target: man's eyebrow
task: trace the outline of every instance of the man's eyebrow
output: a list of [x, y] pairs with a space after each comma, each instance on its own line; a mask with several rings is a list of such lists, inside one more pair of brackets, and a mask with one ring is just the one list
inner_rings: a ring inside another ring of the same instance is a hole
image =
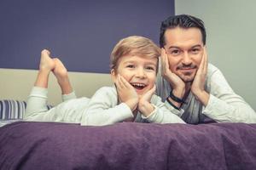
[[192, 47], [191, 47], [191, 48], [201, 48], [201, 45], [197, 44], [197, 45], [195, 45], [195, 46], [192, 46]]
[[171, 48], [180, 48], [179, 47], [177, 46], [170, 46], [169, 48], [167, 48], [168, 49], [171, 49]]

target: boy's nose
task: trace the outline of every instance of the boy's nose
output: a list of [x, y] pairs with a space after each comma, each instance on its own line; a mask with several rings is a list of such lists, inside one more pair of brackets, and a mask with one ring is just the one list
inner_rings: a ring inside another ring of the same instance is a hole
[[144, 71], [144, 69], [137, 69], [137, 72], [136, 72], [137, 74], [136, 74], [136, 76], [137, 76], [137, 77], [140, 77], [140, 78], [144, 78], [144, 77], [146, 77], [146, 73], [145, 73], [145, 71]]

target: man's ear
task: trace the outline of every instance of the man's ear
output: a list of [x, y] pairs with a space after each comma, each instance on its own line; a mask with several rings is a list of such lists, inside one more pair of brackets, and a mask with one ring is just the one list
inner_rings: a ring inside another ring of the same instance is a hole
[[112, 69], [110, 71], [112, 82], [115, 82], [117, 74], [115, 73], [114, 69]]

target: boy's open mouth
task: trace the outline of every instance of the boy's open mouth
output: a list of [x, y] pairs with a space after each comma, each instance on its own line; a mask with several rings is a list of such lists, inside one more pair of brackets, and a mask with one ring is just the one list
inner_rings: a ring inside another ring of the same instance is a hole
[[133, 88], [135, 88], [136, 89], [137, 89], [137, 90], [142, 90], [142, 89], [143, 89], [147, 85], [145, 85], [145, 84], [143, 84], [143, 83], [137, 83], [137, 82], [135, 82], [135, 83], [131, 83], [131, 86], [133, 86]]

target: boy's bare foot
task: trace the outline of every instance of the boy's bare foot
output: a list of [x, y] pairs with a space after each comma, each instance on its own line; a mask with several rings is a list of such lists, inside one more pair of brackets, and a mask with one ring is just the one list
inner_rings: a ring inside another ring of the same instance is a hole
[[73, 88], [71, 87], [67, 71], [64, 66], [63, 63], [59, 59], [54, 59], [55, 62], [55, 69], [53, 70], [53, 73], [57, 78], [58, 83], [61, 88], [62, 94], [68, 94], [73, 92]]
[[65, 79], [67, 77], [67, 71], [63, 63], [57, 58], [53, 59], [55, 62], [55, 68], [52, 71], [57, 80]]
[[50, 52], [47, 49], [44, 49], [41, 52], [39, 71], [50, 72], [50, 71], [54, 70], [55, 64], [53, 59], [49, 57], [49, 54]]
[[48, 88], [48, 78], [50, 71], [55, 68], [55, 64], [54, 60], [49, 57], [49, 51], [44, 49], [41, 52], [41, 59], [39, 64], [39, 71], [38, 77], [34, 83], [36, 87]]

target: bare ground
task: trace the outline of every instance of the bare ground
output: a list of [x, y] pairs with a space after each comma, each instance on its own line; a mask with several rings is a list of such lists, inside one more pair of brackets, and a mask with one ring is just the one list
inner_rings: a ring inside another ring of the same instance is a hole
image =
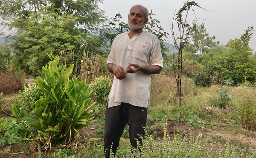
[[[15, 99], [17, 96], [15, 95], [5, 96], [3, 99], [8, 100]], [[2, 111], [1, 109], [4, 105], [4, 104], [1, 105], [0, 110], [0, 117], [11, 118], [11, 116], [4, 113]], [[7, 106], [4, 108], [4, 110], [7, 110], [7, 111], [10, 111], [10, 108], [11, 107]], [[157, 138], [163, 138], [164, 133], [163, 126], [161, 126], [160, 124], [156, 124], [155, 122], [150, 120], [148, 121], [148, 127], [153, 125], [155, 126], [155, 128], [152, 130], [149, 134], [153, 133], [155, 131], [157, 133]], [[103, 129], [103, 126], [102, 124], [95, 122], [88, 127], [84, 128], [81, 132], [81, 141], [82, 142], [87, 141], [88, 139], [91, 138], [99, 138], [99, 135], [97, 133], [97, 129], [99, 128]], [[223, 141], [229, 139], [235, 142], [237, 144], [240, 144], [250, 147], [253, 149], [256, 148], [256, 133], [249, 132], [241, 128], [231, 129], [231, 128], [206, 126], [204, 129], [202, 130], [201, 128], [194, 129], [191, 125], [180, 123], [174, 121], [167, 121], [166, 130], [166, 133], [169, 135], [179, 132], [182, 132], [185, 135], [188, 134], [190, 132], [192, 132], [194, 135], [196, 136], [200, 134], [204, 134], [206, 137], [210, 139], [218, 139], [219, 141], [222, 140]], [[128, 142], [129, 141], [127, 138], [125, 140]], [[103, 140], [102, 139], [101, 141], [103, 141]], [[96, 142], [92, 143], [96, 143]], [[26, 144], [22, 145], [14, 144], [11, 146], [7, 145], [7, 147], [10, 147], [10, 150], [8, 153], [0, 153], [0, 158], [28, 158], [38, 157], [38, 150], [37, 145], [35, 144]], [[0, 150], [4, 149], [4, 147], [0, 147]], [[55, 148], [53, 148], [53, 149]], [[49, 150], [47, 151], [49, 158], [51, 157], [51, 152], [54, 151], [54, 150], [52, 150], [51, 151]]]

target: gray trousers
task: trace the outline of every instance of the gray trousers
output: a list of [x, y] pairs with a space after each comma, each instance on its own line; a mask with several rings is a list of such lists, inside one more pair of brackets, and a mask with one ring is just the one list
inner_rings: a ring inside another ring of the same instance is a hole
[[137, 148], [137, 140], [142, 146], [142, 135], [144, 138], [146, 127], [148, 108], [121, 103], [121, 105], [108, 108], [105, 113], [104, 127], [104, 152], [108, 158], [110, 149], [115, 154], [119, 146], [119, 141], [126, 124], [129, 126], [129, 137], [133, 147]]

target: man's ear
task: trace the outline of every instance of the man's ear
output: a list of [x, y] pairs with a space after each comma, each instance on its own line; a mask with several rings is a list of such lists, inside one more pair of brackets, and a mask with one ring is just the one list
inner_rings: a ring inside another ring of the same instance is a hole
[[145, 24], [148, 23], [148, 18], [147, 18], [147, 19], [145, 19], [145, 21], [144, 21], [143, 24], [145, 25]]

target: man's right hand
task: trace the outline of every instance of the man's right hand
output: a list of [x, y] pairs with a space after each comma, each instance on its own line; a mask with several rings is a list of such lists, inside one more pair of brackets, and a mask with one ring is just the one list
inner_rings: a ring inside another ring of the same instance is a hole
[[122, 79], [126, 77], [126, 71], [121, 66], [112, 63], [108, 63], [108, 69], [117, 79]]

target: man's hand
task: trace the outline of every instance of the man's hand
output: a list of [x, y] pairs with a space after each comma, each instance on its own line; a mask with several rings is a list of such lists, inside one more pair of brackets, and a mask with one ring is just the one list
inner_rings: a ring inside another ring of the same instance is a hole
[[122, 67], [112, 63], [108, 64], [108, 69], [113, 73], [117, 79], [122, 79], [126, 78], [126, 72]]
[[[133, 67], [132, 68], [131, 66]], [[140, 71], [146, 73], [155, 74], [160, 73], [161, 70], [162, 70], [162, 67], [158, 65], [141, 66], [129, 63], [129, 65], [126, 68], [126, 72], [128, 73], [134, 73]]]
[[[132, 68], [131, 66], [133, 66], [133, 68]], [[139, 71], [140, 69], [140, 67], [139, 65], [137, 64], [130, 64], [129, 62], [128, 66], [127, 66], [127, 68], [126, 68], [126, 72], [128, 73], [134, 73]]]

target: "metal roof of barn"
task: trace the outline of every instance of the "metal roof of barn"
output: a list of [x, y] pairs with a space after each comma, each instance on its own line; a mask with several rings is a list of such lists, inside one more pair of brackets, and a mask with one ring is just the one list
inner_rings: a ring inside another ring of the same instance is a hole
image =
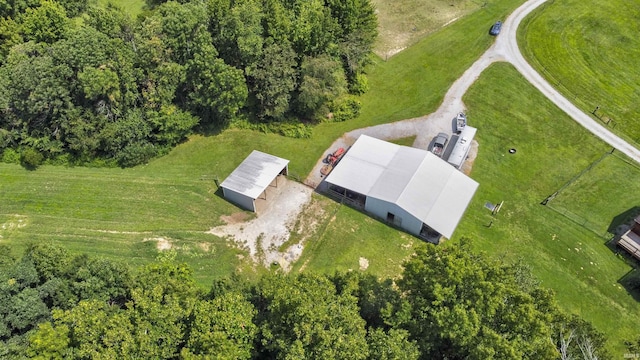
[[361, 135], [328, 183], [395, 203], [443, 236], [458, 226], [478, 183], [434, 154]]
[[289, 160], [253, 150], [220, 186], [257, 199], [288, 164]]

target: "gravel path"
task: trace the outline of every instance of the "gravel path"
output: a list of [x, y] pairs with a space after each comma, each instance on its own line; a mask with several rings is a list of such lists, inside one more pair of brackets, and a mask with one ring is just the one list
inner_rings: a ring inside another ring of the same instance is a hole
[[[506, 61], [511, 64], [535, 86], [542, 94], [549, 98], [556, 106], [573, 118], [584, 128], [602, 139], [607, 144], [640, 163], [640, 151], [627, 143], [607, 128], [602, 126], [589, 115], [582, 112], [569, 100], [562, 96], [551, 86], [538, 72], [536, 72], [524, 59], [518, 42], [516, 32], [520, 22], [533, 10], [544, 4], [547, 0], [529, 0], [517, 8], [503, 23], [502, 32], [496, 37], [494, 44], [473, 64], [464, 74], [456, 80], [442, 101], [442, 105], [434, 113], [415, 119], [401, 120], [390, 124], [382, 124], [367, 128], [356, 129], [344, 134], [336, 140], [329, 151], [338, 147], [349, 146], [361, 135], [366, 134], [381, 140], [393, 140], [408, 136], [416, 136], [413, 146], [420, 149], [428, 149], [431, 140], [439, 132], [451, 133], [453, 131], [453, 118], [460, 111], [465, 111], [462, 96], [467, 92], [478, 76], [489, 65], [496, 61]], [[470, 119], [473, 124], [473, 119]], [[475, 142], [475, 141], [474, 141]], [[476, 148], [477, 148], [477, 144]], [[305, 183], [309, 186], [317, 186], [321, 183], [320, 167], [322, 158], [309, 174]]]
[[[333, 152], [339, 147], [348, 148], [361, 134], [367, 134], [382, 140], [416, 136], [413, 146], [428, 149], [433, 137], [438, 132], [453, 132], [455, 115], [458, 112], [465, 111], [462, 96], [482, 71], [493, 62], [506, 61], [513, 64], [527, 81], [580, 125], [636, 162], [640, 162], [640, 151], [638, 149], [614, 135], [564, 98], [525, 61], [520, 53], [516, 41], [516, 30], [522, 19], [546, 1], [529, 0], [516, 9], [503, 23], [502, 33], [497, 36], [494, 44], [453, 83], [449, 91], [447, 91], [442, 105], [434, 113], [414, 119], [350, 131], [337, 139], [327, 150], [327, 153]], [[470, 119], [470, 123], [473, 124], [473, 119]], [[477, 149], [478, 144], [474, 141], [472, 151], [469, 154], [469, 161], [463, 168], [466, 173], [470, 171], [469, 166], [476, 156]], [[285, 190], [279, 194], [277, 200], [273, 201], [272, 199], [269, 209], [256, 219], [247, 223], [219, 226], [211, 229], [210, 233], [222, 237], [232, 237], [238, 244], [247, 247], [254, 259], [263, 262], [265, 265], [277, 261], [285, 270], [288, 269], [290, 264], [300, 256], [303, 244], [292, 245], [284, 252], [280, 252], [278, 247], [289, 239], [291, 227], [311, 199], [311, 192], [313, 191], [311, 188], [316, 188], [322, 183], [320, 168], [323, 165], [322, 160], [327, 153], [318, 159], [316, 166], [305, 180], [305, 184], [310, 188], [290, 182], [285, 187]], [[361, 258], [360, 266], [366, 268], [368, 261]]]
[[280, 246], [289, 240], [291, 228], [304, 207], [311, 200], [313, 189], [291, 180], [278, 180], [277, 194], [273, 194], [267, 207], [248, 222], [236, 222], [217, 226], [209, 234], [230, 238], [249, 255], [265, 266], [277, 262], [285, 270], [302, 254], [302, 244], [294, 244], [284, 252]]

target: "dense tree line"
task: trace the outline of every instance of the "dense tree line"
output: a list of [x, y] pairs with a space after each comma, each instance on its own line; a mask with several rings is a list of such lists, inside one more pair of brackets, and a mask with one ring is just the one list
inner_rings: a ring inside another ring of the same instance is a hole
[[[234, 119], [354, 116], [370, 0], [0, 0], [0, 153], [131, 166]], [[304, 134], [304, 132], [301, 132]]]
[[4, 359], [606, 359], [521, 264], [429, 245], [397, 281], [235, 276], [204, 291], [171, 256], [123, 264], [30, 246], [0, 259]]

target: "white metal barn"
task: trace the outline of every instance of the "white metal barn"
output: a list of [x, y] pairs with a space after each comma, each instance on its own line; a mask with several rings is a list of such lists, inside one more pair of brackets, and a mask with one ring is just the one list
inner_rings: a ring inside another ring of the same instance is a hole
[[256, 199], [275, 182], [278, 175], [287, 175], [289, 160], [253, 150], [249, 156], [220, 184], [224, 197], [232, 203], [256, 212]]
[[478, 188], [431, 152], [367, 135], [358, 138], [325, 181], [331, 192], [375, 217], [435, 242], [440, 235], [453, 235]]
[[458, 141], [453, 147], [453, 150], [449, 155], [449, 159], [447, 159], [447, 162], [449, 164], [455, 166], [457, 169], [460, 169], [462, 164], [464, 164], [464, 161], [467, 159], [467, 155], [469, 155], [469, 150], [471, 150], [471, 142], [476, 136], [477, 130], [478, 129], [471, 126], [465, 126], [464, 129], [462, 129], [462, 132], [458, 137]]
____________________
Go from the first of the lines through the line that contains "73], [114, 69]]" and write out every one of them again, requests included, with each x and y coordinate in the answer outlines increased by 128. Leave the pictures out.

target: man's eyebrow
task: trace the outline of every instance of the man's eyebrow
output: a list of [x, y] pairs with a space after each comma, each instance on its own line; a mask with several rings is a list of such lists, inside one more pair of brackets, and a mask with one ring is just the one list
inner_rings: a ring inside another ring of the same instance is a hole
image =
[[320, 175], [319, 175], [319, 176], [329, 176], [329, 173], [325, 172], [325, 173], [323, 173], [323, 174], [320, 174]]
[[299, 176], [308, 176], [307, 175], [305, 174], [298, 174], [297, 176], [295, 176], [296, 177], [299, 177]]

target: boy's nose
task: trace the outline of every instance of the boy's nose
output: a list of [x, y] pairs with a space after each comma, each instance on its own line; a mask with several rings is a list of such lists, inside one more pair of brackets, and a mask with one ring is just the one list
inner_rings: a ring inside another ring of the same instance is a hole
[[272, 199], [272, 197], [265, 197], [265, 200], [264, 200], [265, 202], [264, 202], [264, 204], [265, 204], [265, 205], [268, 205], [268, 206], [272, 206], [272, 205], [274, 205], [274, 201], [273, 201], [273, 199]]

target: man's ear
task: trace the outline of every instance of the man's ear
output: a list of [x, y] pairs with a space after each comma, each instance on its own line; a mask with several rings is a list of such lists, inside one more pair of brackets, and a mask with one ring is just the one list
inner_rings: a ring inside another ring of the same instance is a hole
[[240, 197], [238, 199], [240, 210], [243, 210], [245, 202], [243, 201], [242, 197]]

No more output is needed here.